### [Tasks to carry out]
a: Name every organization mentioned in the DMZ fund article.
b: Using the DMZ fund article, decide whether each statement agrees with it: (i) The fund will invest only in startups from DMZ's portfolio. (ii) According to Torys, early and mid-stage financings fell 37 percent in 2023. (iii) DMZ Ventures is initially committing up to $5 million CAD to the fund.
c: Retype the DMZ fund article starting with "According to the" and going on through "in a statement.".

### [Reading passage]
--------

The fund will make up to 10 investments per year, ranging from $100,000 to $250,000 CAD.
The for-profit arm of Toronto-based incubator DMZ has unveiled a new fund for early-stage startups as well as its first investments.
DMZ Ventures is initially committing up to $5 million CAD for the fund. However, a DMZ spokesperson told BetaKit this amount could increase in the future. The fund plans to make up to 10 investments per year, ranging from $100,000 to $250,000 CAD, and will specifically invest in pre-seed and seed-stage startups from both inside and outside of DMZ’s portfolio.
“Each startup we back undergoes rigorous vetting and earns DMZ’s stamp of approval, which is why we’re not just backing startups, but winners.”
According to the spokesperson, the fund hopes to fill a critical financing gap at the pre-seed and seed stages. According to a report from Torys, early and mid-stage financings were down 37 percent in 2023. Abdullah Snobar, executive director of DMZ and CEO of DMZ Ventures, believes that DMZ’s proximity to early-stage startups will serve the fund well.
“No other investors understand their startups as deeply as we do,” Snobar said in a statement.

--------

[Records from a dataset]
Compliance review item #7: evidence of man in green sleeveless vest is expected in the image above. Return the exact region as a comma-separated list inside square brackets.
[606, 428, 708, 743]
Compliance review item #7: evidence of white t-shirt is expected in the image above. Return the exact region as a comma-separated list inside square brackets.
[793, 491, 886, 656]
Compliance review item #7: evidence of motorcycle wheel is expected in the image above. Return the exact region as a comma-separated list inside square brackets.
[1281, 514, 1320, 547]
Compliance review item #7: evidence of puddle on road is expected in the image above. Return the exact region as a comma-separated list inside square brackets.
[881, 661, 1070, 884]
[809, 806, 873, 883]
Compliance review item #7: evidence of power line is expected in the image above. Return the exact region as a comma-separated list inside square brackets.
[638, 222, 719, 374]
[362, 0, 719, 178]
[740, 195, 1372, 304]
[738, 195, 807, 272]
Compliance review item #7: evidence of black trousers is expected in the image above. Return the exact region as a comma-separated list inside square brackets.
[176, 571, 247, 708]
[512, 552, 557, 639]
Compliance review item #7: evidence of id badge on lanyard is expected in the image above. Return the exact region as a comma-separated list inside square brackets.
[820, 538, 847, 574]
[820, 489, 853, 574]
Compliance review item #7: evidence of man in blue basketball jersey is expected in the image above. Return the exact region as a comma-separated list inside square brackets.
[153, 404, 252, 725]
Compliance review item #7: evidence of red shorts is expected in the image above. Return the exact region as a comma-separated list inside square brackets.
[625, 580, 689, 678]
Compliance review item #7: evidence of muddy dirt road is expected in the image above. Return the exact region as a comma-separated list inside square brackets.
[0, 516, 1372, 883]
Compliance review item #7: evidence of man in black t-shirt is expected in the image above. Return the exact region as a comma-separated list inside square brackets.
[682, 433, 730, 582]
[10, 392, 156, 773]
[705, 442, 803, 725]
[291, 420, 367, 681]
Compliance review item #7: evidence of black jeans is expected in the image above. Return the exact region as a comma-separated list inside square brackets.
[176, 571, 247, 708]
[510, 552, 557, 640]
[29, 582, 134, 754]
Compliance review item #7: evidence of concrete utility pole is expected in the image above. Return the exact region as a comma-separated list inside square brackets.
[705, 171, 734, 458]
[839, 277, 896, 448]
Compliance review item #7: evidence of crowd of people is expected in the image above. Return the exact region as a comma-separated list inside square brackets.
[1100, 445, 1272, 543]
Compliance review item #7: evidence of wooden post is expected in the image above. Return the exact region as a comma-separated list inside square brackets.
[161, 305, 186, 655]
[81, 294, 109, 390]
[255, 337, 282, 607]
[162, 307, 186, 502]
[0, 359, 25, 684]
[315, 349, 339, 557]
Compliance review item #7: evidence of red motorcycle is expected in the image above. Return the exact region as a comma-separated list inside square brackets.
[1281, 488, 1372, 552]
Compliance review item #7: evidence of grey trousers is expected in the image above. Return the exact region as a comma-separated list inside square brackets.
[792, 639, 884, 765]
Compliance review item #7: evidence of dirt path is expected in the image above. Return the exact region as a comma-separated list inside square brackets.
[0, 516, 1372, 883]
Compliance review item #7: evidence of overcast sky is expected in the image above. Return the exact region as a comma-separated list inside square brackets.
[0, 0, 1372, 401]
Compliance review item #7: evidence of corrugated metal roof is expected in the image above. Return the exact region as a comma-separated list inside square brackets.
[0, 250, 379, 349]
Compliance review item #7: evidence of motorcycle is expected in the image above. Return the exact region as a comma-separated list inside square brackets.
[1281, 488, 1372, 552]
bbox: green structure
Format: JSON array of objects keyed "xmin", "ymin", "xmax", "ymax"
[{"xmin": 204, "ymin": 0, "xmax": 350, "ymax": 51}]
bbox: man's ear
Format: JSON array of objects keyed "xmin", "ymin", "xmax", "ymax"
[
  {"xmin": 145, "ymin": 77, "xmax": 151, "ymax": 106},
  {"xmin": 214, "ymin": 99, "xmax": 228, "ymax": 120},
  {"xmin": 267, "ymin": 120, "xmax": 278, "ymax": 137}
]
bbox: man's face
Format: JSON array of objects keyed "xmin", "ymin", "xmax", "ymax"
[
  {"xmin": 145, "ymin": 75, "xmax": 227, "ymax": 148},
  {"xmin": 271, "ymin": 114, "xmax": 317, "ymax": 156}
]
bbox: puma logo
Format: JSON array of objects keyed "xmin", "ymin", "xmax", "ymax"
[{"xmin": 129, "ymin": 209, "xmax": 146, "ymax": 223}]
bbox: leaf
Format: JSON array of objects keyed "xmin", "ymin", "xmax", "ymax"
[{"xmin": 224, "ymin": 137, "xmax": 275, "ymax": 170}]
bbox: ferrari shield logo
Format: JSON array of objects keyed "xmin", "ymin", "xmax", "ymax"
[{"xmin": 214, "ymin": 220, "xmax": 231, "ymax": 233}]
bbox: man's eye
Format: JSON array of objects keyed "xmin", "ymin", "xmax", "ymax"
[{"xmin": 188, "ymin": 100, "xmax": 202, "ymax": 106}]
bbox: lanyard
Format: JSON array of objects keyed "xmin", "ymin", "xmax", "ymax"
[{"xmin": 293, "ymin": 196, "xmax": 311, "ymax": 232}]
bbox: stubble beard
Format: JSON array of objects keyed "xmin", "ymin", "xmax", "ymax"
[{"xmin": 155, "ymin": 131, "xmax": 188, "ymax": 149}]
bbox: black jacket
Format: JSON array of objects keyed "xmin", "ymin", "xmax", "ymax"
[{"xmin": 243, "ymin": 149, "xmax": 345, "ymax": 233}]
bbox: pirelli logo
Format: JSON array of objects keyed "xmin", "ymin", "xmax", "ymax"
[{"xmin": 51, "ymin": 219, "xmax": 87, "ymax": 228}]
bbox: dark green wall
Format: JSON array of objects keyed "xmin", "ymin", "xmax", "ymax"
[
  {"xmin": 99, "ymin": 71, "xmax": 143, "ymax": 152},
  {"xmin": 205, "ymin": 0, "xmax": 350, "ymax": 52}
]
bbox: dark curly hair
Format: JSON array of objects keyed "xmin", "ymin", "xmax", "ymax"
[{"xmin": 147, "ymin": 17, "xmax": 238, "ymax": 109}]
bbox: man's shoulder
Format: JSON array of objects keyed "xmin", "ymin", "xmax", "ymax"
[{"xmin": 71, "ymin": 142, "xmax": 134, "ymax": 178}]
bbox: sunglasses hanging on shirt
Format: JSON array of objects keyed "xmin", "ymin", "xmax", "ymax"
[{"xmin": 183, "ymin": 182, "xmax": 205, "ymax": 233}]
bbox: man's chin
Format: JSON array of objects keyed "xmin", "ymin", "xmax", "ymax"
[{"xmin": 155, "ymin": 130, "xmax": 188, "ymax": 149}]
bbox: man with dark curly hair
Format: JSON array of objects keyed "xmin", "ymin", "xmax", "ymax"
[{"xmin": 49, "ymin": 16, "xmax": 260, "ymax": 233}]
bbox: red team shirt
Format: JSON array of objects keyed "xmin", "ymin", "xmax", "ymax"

--------

### [Correct answers]
a: DMZ, DMZ Ventures, BetaKit, Torys

b:
(i) No: "from both inside and outside of DMZ’s portfolio"
(ii) Yes: "early and mid-stage financings were down 37 percent in 2023"
(iii) Yes: "DMZ Ventures is initially committing up to $5 million CAD for the fund"

c:
According to the spokesperson, the fund hopes to fill a critical financing gap at the pre-seed and seed stages. According to a report from Torys, early and mid-stage financings were down 37 percent in 2023. Abdullah Snobar, executive director of DMZ and CEO of DMZ Ventures, believes that DMZ’s proximity to early-stage startups will serve the fund well.
“No other investors understand their startups as deeply as we do,” Snobar said in a statement.